** Opening Passage block **
# walking your horse like a dog



## jazzyrider (Sep 16, 2007)

with all the issues people have been having of late in here with their horses, including myself, and groundwork has been mentioned a lot so i did some searching around the net and came upon this article. its quite interesting
_
Yes, I did say walk your horse like a dog. By that I mean lead your horse by the halter and take him for a walk like you would your dog. I have done this over the years with my horses and I think it is one the best ways to bond with your horse.

The first time I did this was way back when, when I got my first horse and I didn’t even have tack to ride her. I decided I was going to take her for a walk around the neighborhood. I did this just about every time I visited her. The main reason we bonded so quickly was probably because of the quality time I was spending with her but I also think that the trust came with me leading her. She was unfamiliar with her surroundings and looked to me for security. I was the lead horse essentially.

When I got my second horse I did the same thing even though I did have tack to ride her. I did this so she would familiarize herself with me and her new surroundings I took her for a walk around the neighborhood. I did this often and even walked her when I was pregnant with my baby daughter.

I believe that taking my horses for walks is what accelerated the bonding process. I was able to be on the ground and read them better. I could find out what spooked them while I was on the ground. I was also able to reassure them because I wasn’t afraid of getting dumped. My horses learned to trust me as the lead horse on the ground so when it’s riding time everything goes a lot smoother.

Not all horses are easy to lead though. When I first got my Diamond she was a bit clumsy and didn’t always respect my space. In other words she stepped on my feet a lot. Our walks fixed that issue and I was able to teach her to respect my space and save my feet.

I recommend everyone trying this and see how it changes the relationship between you and your horse. I especially recommend this for the horses that are always expected to ride when taken out of the stall. Change things up a bit and walk your horse like a dog._

i think im going to give this a try  sure cant hurt


----------



## Bitless (Jan 11, 2008)

cool. 

I think its also a great way to get yourself fit. You can run along side while ya horse is troting  double wammy in fittness :wink:


----------



## Stubborn1 (Feb 12, 2008)
** Closing Passage block **
** Opening Records block **
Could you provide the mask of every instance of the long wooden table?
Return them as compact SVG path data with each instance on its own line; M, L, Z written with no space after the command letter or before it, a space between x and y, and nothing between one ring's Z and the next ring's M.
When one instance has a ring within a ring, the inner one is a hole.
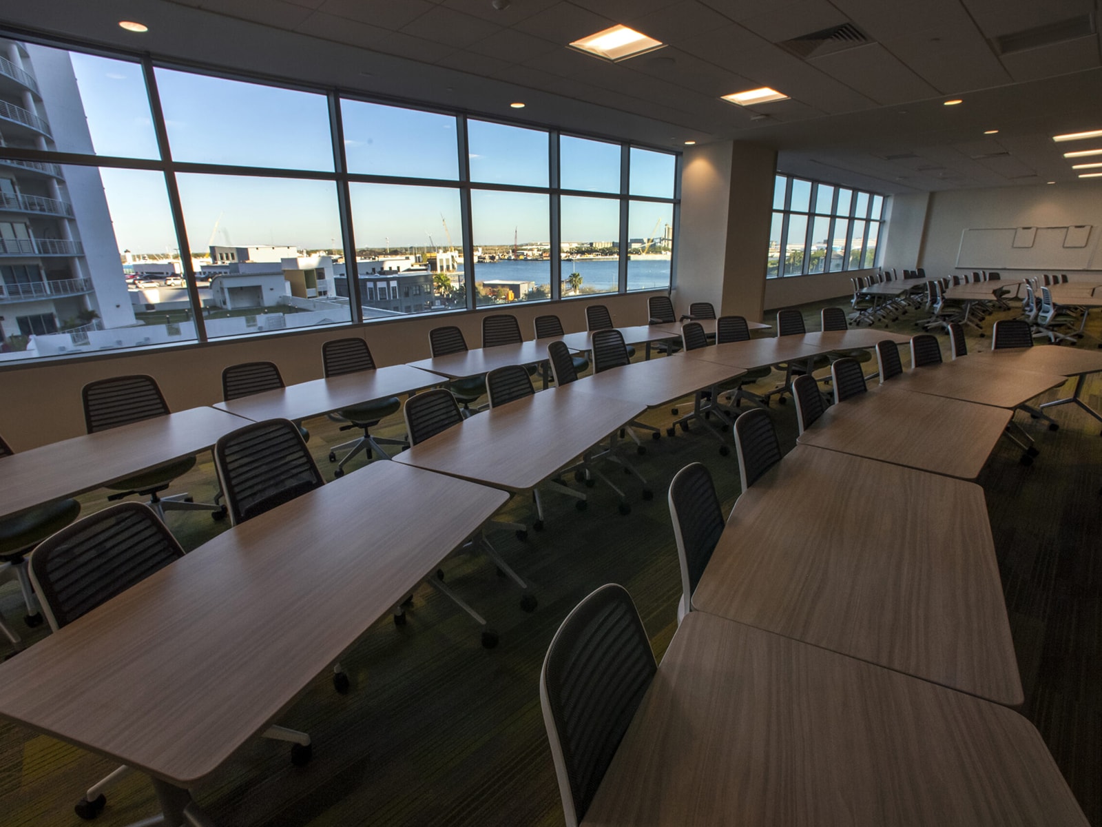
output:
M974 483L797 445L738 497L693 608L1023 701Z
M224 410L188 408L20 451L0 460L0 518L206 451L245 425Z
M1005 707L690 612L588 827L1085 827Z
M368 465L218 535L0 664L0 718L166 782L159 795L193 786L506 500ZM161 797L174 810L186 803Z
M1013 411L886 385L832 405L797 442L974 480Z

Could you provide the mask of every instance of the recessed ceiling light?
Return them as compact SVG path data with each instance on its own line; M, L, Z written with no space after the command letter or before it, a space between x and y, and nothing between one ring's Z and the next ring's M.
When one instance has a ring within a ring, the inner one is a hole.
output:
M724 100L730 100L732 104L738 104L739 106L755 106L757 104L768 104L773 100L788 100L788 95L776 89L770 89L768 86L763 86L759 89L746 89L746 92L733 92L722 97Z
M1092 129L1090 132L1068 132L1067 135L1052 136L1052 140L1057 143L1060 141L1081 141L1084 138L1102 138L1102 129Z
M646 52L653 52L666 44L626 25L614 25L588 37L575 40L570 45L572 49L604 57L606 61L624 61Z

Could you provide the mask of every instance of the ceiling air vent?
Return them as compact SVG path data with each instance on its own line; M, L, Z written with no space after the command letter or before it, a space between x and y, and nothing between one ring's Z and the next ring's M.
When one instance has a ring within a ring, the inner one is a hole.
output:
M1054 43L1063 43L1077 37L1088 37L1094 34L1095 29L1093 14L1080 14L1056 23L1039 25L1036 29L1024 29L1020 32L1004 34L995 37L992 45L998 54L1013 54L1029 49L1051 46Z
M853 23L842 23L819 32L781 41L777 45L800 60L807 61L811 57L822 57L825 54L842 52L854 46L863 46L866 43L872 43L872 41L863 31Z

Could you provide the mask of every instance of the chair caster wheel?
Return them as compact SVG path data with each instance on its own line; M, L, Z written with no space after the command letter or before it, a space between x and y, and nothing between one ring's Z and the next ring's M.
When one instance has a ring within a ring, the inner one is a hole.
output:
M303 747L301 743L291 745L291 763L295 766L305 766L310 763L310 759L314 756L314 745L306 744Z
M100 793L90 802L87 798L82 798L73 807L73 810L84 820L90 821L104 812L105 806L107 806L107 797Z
** Closing Records block **
What you need to do:
• a. In the horse-walking thread, how does Bitless suggest getting fit while out with a horse?
• b. Carry the thread about walking a horse like a dog forward from where it stops.
The rows are separate material and have nothing to do with the horse-walking thread.

Written answers:
• a. By running alongside the horse while it trots.

• b.
This is a great idea. We did this with our horse. Took him for a walk around the streets, when he shyed at things we stopped and let him sniff and check out what it was he was scared of then he realised it was nothing and continued on the walk. Only after a short time of doing this he became confident when cars went passed, now he rides no problems on the roads. I would recommend this to anyone with a new horse, great way to get to know him and he you.


----------



## SonnyWimps (Feb 22, 2008)

it's a great idea! I do it all the time with Sonny...not only is it good for both of us, but he really enjoys it. All horses like to spend their time with someone they know and love. 

Me and Sonny always do it after we finish working...I take him down to the lower pasture and walk him around...and after we are done I let him run around and have fun.


----------



## PoptartShop (Jul 25, 2010)

I do that all the time with Lexi as well.
It's also good if she's hot or sweaty, to walk her to cool her down.


----------



## Dumas'_Grrrl (Apr 2, 2008)

WE do that ALL the time...To be perfectly honest I think I'd rather do that then ride sometimes. Its a long way from Dumas' back to the ground and I'm not getting any younger :roll: I'll grab my hubby after dinner and we'll go grab the horses and take a walk. Its such a good time for us to enjoy each other and to include the horses in a non- work relaxed situation just bonding.


----------



## El Gato (Aug 21, 2007)

My horse loves going for a walk, especially when I let him of the lead, where possible...


----------



## love-a-hero (Apr 3, 2008)

I do a similar thing. Except I teach all the show ponies and the Hacks to lead by their mane. 
At a show once, a friend of mum, her horse pulled back from the truck, broke the halter and was running through the show. It ran into a corner, she catched him although she didnt think to bring a halter so she tried leading it with its mane, the horse wouldnt, it got a fright, ran out on the road....while a car was coming... and broke its neck.

I know this is off the topic of horsemanship, although I think its essential to lead and bond with your horse, in a more natural way.


----------



## KANSAS_TWISTER (Feb 23, 2007)

i do that a lot with abby, although being in the county i/m limitted to our property....if i cross my road in front our farm it's city limitts....got in to trouble once for taking my horse for a walk to the mail box


----------



## shorty (Apr 11, 2008)

Yesm I walk my boys. It's mainly because one's a mini x shetland and the other one a pure shetty. The fact that they can't be ridden doesn't change the fact that they need and enjoy excersise and I too enjoy our little adventures.


----------



## Dumas'_Grrrl (Apr 2, 2008)

Heeeeee Heeeeeeeee.... :lol: :lol: LITTLE adventures....ponies... :lol: :lol:


----------



## HeidiNorway (Apr 11, 2008)

I take a walk with my horse almost everyday  Mostly because I'm to lazy to tack up and ride... :lol: 8)


----------



## Rachluvshorses4eva (Apr 11, 2007)

Man, when I get a horse. I am SO doing that!


----------



## shorty (Apr 11, 2008)

Dumas'_Grrrl - took me forever to figure out why you were laughing at "little adventures"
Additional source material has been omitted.